Excerpted text →
▽

Sunday, May 28, 2017

Learning the Sextant

Captain W.D. Puleston, U.S. Navy.  Annapolis.  Gangway to the Quarterdeck.  Appleton-Century Company, 1942.

"Youngsters"?  How quaint!
Maxim Newmark.  Illustrated Technical Dictionary.  New York:  The Philosophical Library, 1944.
Funk & Wagnalls New Practical Standard Dictionary.  Britannica World Language Edition.  1946, 1957.

Interestingly, according to a 2016 CBC article, the Royal Canadian Navy continues to train sailors in the use of sextants as a back-up to GPS. The U.S. Navy had discontinued this instrument, but only recently brought it back as a precaution against cyber attacks which might render a ship's GPS unusable.  According to the CBC article:
All watchkeepers and navigators on a ship are required to be proficient with a sextant, and they are required to practise sextant use while at sea at least once every 180 days.
"It's a skill set that if you let erode, it's very hard to get back because it's not an easy piece of equipment to use or train on," O'Regan said.
"Once you get good at it offshore, you can get within a nautical mile of where the ship actually is."

△

Short problem A →
According to the post on learning the sextant, how often must watchkeepers and navigators practice sextant use while at sea?
Short problem B →
Collect every line in the entries that contains the string "mesh". Case counts.

Task input →
▽

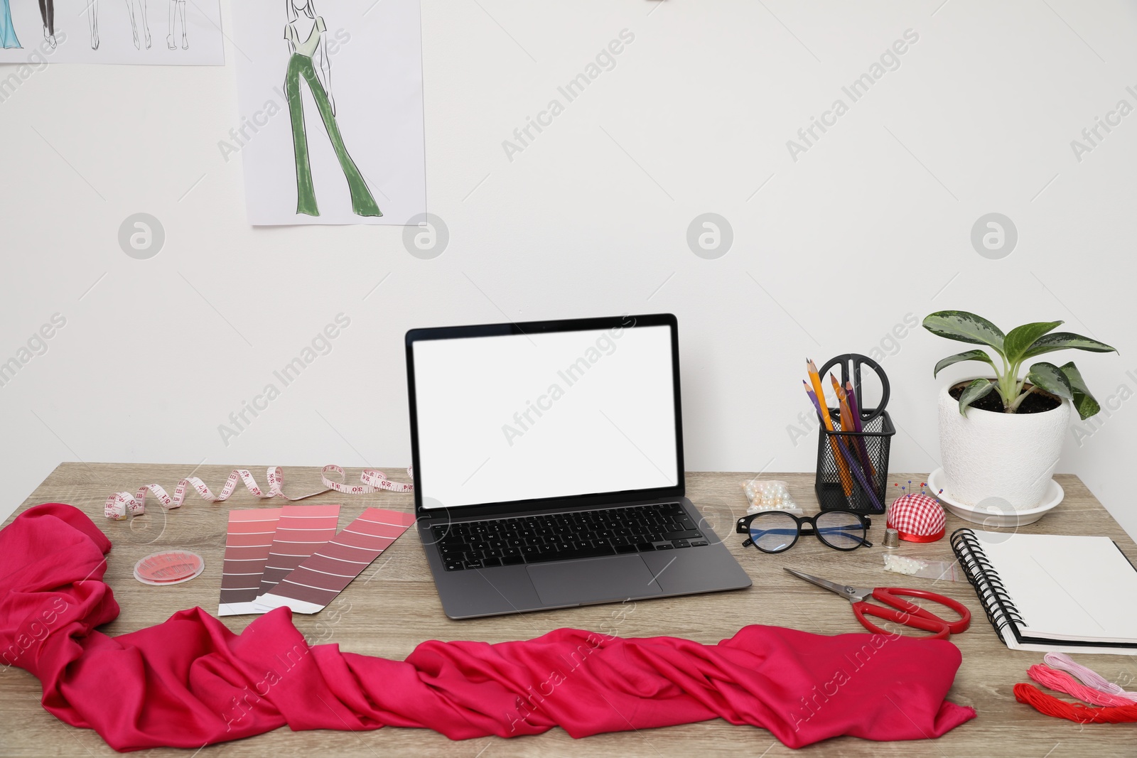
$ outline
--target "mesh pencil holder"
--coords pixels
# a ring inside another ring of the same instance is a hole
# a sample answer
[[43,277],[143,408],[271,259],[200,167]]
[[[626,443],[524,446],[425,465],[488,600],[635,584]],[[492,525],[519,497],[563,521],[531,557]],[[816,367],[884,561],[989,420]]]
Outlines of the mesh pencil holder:
[[[840,414],[830,410],[833,430],[818,435],[818,480],[814,490],[822,510],[883,513],[888,483],[888,452],[896,427],[888,411],[863,424],[861,432],[841,430]],[[837,463],[838,456],[841,464]],[[872,493],[871,495],[869,493]],[[873,501],[875,498],[875,501]]]
[[[881,397],[875,408],[860,407],[862,394],[861,368],[868,366],[880,380]],[[849,352],[825,361],[819,369],[824,376],[830,368],[839,368],[841,388],[852,388],[849,402],[850,426],[841,428],[839,408],[825,408],[823,397],[818,410],[824,408],[831,424],[821,424],[818,435],[818,480],[814,490],[822,510],[856,510],[863,514],[885,513],[885,485],[888,481],[888,451],[896,427],[885,410],[889,385],[885,369],[869,356]],[[843,395],[844,397],[844,395]],[[843,400],[844,402],[844,400]],[[818,420],[824,420],[819,417]]]

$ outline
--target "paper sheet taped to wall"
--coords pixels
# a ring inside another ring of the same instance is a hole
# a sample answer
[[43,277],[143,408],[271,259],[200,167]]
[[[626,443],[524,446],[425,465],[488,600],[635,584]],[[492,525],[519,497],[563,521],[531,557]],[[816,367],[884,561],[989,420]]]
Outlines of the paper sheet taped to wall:
[[420,26],[418,0],[233,5],[239,124],[217,147],[250,224],[425,215]]

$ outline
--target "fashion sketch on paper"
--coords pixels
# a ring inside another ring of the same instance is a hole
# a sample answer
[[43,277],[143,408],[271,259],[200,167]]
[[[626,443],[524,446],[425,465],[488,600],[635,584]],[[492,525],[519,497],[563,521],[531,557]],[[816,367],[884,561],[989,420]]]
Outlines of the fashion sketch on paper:
[[11,10],[8,8],[8,0],[0,0],[0,48],[20,47],[16,39],[16,27],[11,25]]
[[340,127],[335,123],[335,100],[332,98],[332,63],[324,39],[326,26],[316,14],[313,0],[284,0],[288,3],[288,24],[284,39],[291,56],[284,75],[284,93],[292,122],[292,150],[296,156],[296,213],[318,216],[316,192],[312,185],[312,165],[308,160],[308,135],[304,119],[301,80],[308,83],[312,99],[324,124],[327,139],[335,150],[340,168],[351,191],[351,210],[357,216],[382,216],[375,199],[367,189],[363,174],[343,145]]
[[99,49],[99,0],[86,0],[86,25],[91,30],[91,49]]
[[190,38],[185,31],[185,0],[169,0],[169,34],[166,35],[166,47],[171,50],[177,49],[174,41],[174,22],[182,22],[182,50],[190,49]]
[[[8,3],[5,3],[7,9]],[[56,2],[55,0],[40,0],[40,18],[43,19],[43,39],[48,45],[56,49]]]
[[[49,0],[50,2],[50,0]],[[150,25],[146,20],[146,0],[126,0],[126,13],[131,17],[131,32],[134,34],[134,47],[139,50],[139,26],[142,27],[142,41],[150,49]]]

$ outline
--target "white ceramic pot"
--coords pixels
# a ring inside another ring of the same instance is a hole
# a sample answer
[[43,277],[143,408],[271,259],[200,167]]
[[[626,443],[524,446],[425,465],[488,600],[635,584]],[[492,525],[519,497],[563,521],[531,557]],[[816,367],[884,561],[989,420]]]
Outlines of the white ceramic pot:
[[[964,380],[970,382],[971,380]],[[1041,414],[999,414],[969,408],[939,391],[939,452],[953,500],[978,506],[1002,498],[1015,510],[1035,508],[1046,494],[1062,455],[1071,405]]]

△

Task solution A →
At least once every 180 days.

Task solution B →
--target "mesh pencil holder"
Outlines of the mesh pencil holder:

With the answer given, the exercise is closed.